>> begin
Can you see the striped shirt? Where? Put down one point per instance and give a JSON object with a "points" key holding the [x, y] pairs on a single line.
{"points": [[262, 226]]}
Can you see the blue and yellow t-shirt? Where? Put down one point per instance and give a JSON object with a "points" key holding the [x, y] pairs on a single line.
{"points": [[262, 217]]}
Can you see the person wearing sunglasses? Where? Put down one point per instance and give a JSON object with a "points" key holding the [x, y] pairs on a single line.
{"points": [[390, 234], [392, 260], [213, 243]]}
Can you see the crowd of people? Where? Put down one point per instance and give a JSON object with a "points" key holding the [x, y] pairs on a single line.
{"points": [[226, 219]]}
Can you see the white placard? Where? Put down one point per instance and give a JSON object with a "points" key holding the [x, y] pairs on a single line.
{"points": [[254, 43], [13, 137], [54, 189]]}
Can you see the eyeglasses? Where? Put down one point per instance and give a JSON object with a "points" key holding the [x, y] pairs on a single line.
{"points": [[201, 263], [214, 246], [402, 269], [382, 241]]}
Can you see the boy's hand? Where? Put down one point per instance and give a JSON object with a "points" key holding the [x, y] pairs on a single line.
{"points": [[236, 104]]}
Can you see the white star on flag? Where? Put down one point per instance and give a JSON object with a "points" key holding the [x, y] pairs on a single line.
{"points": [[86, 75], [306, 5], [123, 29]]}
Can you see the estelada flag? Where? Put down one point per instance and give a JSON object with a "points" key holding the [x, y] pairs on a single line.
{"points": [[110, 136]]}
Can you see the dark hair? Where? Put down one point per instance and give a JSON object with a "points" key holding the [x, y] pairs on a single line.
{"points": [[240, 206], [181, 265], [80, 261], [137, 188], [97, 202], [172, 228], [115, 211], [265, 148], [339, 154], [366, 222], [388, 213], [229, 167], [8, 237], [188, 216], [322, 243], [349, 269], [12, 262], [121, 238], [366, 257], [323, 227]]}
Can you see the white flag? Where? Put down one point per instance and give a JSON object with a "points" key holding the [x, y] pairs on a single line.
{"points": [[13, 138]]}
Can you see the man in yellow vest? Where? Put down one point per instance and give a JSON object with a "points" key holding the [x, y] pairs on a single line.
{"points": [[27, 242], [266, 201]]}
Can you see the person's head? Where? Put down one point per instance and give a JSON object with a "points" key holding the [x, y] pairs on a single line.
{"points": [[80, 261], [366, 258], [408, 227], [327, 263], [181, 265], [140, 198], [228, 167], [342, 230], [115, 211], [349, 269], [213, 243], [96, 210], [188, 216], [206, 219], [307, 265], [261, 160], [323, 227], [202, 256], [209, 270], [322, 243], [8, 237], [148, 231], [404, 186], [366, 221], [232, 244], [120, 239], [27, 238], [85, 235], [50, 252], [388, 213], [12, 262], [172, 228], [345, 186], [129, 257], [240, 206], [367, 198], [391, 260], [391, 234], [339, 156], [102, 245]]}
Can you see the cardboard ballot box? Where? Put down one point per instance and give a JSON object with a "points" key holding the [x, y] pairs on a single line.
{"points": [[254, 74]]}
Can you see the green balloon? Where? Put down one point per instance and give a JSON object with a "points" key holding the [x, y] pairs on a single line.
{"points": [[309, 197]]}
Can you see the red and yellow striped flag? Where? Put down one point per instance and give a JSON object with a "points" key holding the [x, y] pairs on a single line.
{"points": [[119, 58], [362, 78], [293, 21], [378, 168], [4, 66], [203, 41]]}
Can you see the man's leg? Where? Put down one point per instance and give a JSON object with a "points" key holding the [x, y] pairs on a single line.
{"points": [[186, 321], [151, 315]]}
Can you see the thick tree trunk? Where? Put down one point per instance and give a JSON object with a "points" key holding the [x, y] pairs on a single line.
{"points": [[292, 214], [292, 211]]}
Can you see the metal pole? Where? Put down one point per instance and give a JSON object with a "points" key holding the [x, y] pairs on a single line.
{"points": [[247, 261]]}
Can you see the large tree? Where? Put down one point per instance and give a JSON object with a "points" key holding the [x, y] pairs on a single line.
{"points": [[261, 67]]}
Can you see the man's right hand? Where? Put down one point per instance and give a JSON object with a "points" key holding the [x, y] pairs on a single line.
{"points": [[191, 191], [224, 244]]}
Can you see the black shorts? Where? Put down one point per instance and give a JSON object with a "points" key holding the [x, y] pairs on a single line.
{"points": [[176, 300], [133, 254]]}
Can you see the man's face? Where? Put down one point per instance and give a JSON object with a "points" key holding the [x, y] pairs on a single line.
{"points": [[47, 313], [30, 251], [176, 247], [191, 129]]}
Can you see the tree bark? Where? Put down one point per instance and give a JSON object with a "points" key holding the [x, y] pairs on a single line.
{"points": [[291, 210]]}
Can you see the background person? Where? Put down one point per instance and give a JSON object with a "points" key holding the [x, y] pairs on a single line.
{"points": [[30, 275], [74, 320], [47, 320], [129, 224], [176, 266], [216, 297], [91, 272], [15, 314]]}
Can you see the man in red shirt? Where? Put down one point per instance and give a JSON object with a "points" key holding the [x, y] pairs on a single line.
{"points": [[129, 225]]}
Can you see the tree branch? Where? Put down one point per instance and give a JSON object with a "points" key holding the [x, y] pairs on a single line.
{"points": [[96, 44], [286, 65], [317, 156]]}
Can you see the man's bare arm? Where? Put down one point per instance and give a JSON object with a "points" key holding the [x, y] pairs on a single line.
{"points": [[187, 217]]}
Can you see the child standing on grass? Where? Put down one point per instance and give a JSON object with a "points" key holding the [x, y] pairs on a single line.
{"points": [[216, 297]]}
>> end
Request: Copy out all of the data above word for word.

Solution to this problem:
Can you see the striped shirt? Where? Put down one point per instance and give a JSON object with a "points" key holding the [x, y] pairs on a single line.
{"points": [[262, 226]]}
Can you see the blue and yellow t-shirt? Where? Put down one point per instance and give a JSON object with a "points" key holding the [x, y] pairs on a single line.
{"points": [[262, 217]]}
Can you see the person wearing sunglasses? Where? Put down one point per instance and give a JSON object with a "points" key holding the [x, y] pairs on a single line.
{"points": [[390, 234], [392, 260], [213, 243]]}
Can you see the crowd of people? Where? Put down one point per instance and give a JSON object with a "points" key holding the [x, y] pairs on a single line.
{"points": [[226, 219]]}
Can you see the white placard? Where? Put down one point per instance and give a JSON object with a "points" key holding the [x, y] pairs on a single line.
{"points": [[254, 43], [13, 137], [54, 189]]}
Can you see the eyeglasses? Where? Put down one point per instance and give a JSON object with a "points" key holding the [x, y] pairs on a single line.
{"points": [[201, 263], [214, 246], [402, 269], [382, 241]]}
Can you see the boy's hand? Where? Put down one point per instance and give a JSON object with a "points" key holding the [x, y] pairs on a single line.
{"points": [[236, 104]]}
Can you see the white star on flag? Where? Put down one point per instance and give a JSON object with a "points" key holding the [x, y] pairs on a single line.
{"points": [[86, 75], [306, 5], [123, 29]]}
Can you see the estelada flag? Where? Put down one point per instance and give a JSON object with a "points" key holding the [x, y] pairs on a single line.
{"points": [[110, 136]]}
Can you see the dark hair? Where? Put down one point per instance and give a JSON object with a "points" key holding the [x, y] pairs on a single line.
{"points": [[240, 206], [181, 265], [80, 261], [137, 188], [97, 202], [172, 228], [115, 211], [265, 148], [339, 154], [366, 222], [388, 213], [229, 167], [8, 237], [188, 216], [322, 243], [349, 269], [12, 262], [121, 238], [366, 257], [323, 227]]}
Can you see the white flag? Where? Put down one point per instance and give a JSON object with a "points" key holding the [x, y] pairs on a single line.
{"points": [[13, 138]]}
Can you see the man in yellow vest? Where? Put down one point per instance and give a JSON object with a "points" key holding the [x, y] pairs on a single line.
{"points": [[27, 242], [266, 201]]}
Can you see the person's head? Where? Put down one point per instance and give a JSON object with a "points" key holding the [x, y] pairs on a single line.
{"points": [[80, 261], [366, 258], [408, 227], [327, 263], [181, 265], [140, 198], [228, 167], [342, 230], [115, 211], [349, 269], [213, 243], [96, 210], [188, 216], [206, 219], [307, 265], [261, 160], [323, 227], [202, 256], [209, 270], [322, 243], [8, 237], [148, 231], [404, 186], [366, 221], [232, 244], [120, 239], [27, 238], [85, 235], [50, 252], [388, 213], [12, 262], [172, 228], [345, 186], [129, 257], [240, 206], [367, 198], [391, 260], [391, 234], [339, 156], [102, 245]]}
Can you see the cardboard ballot box? Where? Put down one point per instance and give a JSON object with a "points" key holding the [x, y] pairs on a single line.
{"points": [[254, 74]]}
Can you see the green balloon? Where? Put down one point per instance and give a JSON object with a "points" key holding the [x, y] pairs on a single line.
{"points": [[309, 197]]}
Can you see the red and yellow striped flag? Where? Put down one point per instance and give a JSON object with a "points" key holding the [x, y] pairs on a single line.
{"points": [[119, 58], [362, 78], [293, 21], [378, 168], [4, 66], [203, 41]]}
Can you see the man's leg? Where? Put down one point per instance and give a JSON object with a "points" key holding the [x, y] pairs on a single line.
{"points": [[186, 321], [151, 315]]}
Can you see the thick tree trunk? Where? Put down one point per instance and give a JSON object with a "points" key holding the [x, y] pairs on a single line.
{"points": [[292, 214], [292, 211]]}
Can you see the metal pole? Where? Put down one point per instance and give a JSON object with a "points" key holding the [x, y] pairs on a single line.
{"points": [[247, 261]]}
Can you see the large tree? Where? Put down one point per instance and give a JSON object with a "points" key holding the [x, y] pairs on a single line.
{"points": [[261, 67]]}
Can you see the man's right hand? Where? Put down one point per instance and give a JSON object with a "points" key holding the [x, y] pairs on a single line.
{"points": [[191, 191], [224, 244]]}
Can you see the black shorts? Where? Put down one point per instance and give a JSON object with a "points" key holding the [x, y] pairs on a single line.
{"points": [[176, 300], [133, 254]]}
Can you see the man's face? Where? Put down one point per instance and give a JSON object with a "points" key holding the [x, y] pairs on a single line.
{"points": [[47, 313], [30, 251], [176, 247], [191, 129]]}
Can you see the tree bark? Where? Put down one point per instance and give a JSON object with a "points" key holding the [x, y] pairs on a single line.
{"points": [[291, 210]]}
Can you see the background person? Where? Put down one point per instance and give a JSON object with a "points" key holding the [x, y] pairs on a single line.
{"points": [[30, 275], [74, 320], [47, 320], [129, 224], [176, 266], [216, 297], [91, 272], [15, 314]]}
Can you see the man in red shirt? Where? Put down one point per instance and give a JSON object with a "points" key holding the [x, y] pairs on a single line.
{"points": [[129, 225]]}
Can you see the tree branch? Where? Put down one point per instance and give a JSON object with a "points" key holding the [x, y] pairs on a single line.
{"points": [[96, 44], [286, 65], [317, 156]]}
Can you see the man's bare arm? Where? Put down one point per instance and give a JSON object with a "points" key holding the [x, y] pairs on a single line.
{"points": [[187, 217]]}
Can you see the child standing on grass? Where? Put down one point per instance and give a JSON object with a "points" key holding the [x, y] pairs on a single line.
{"points": [[216, 297]]}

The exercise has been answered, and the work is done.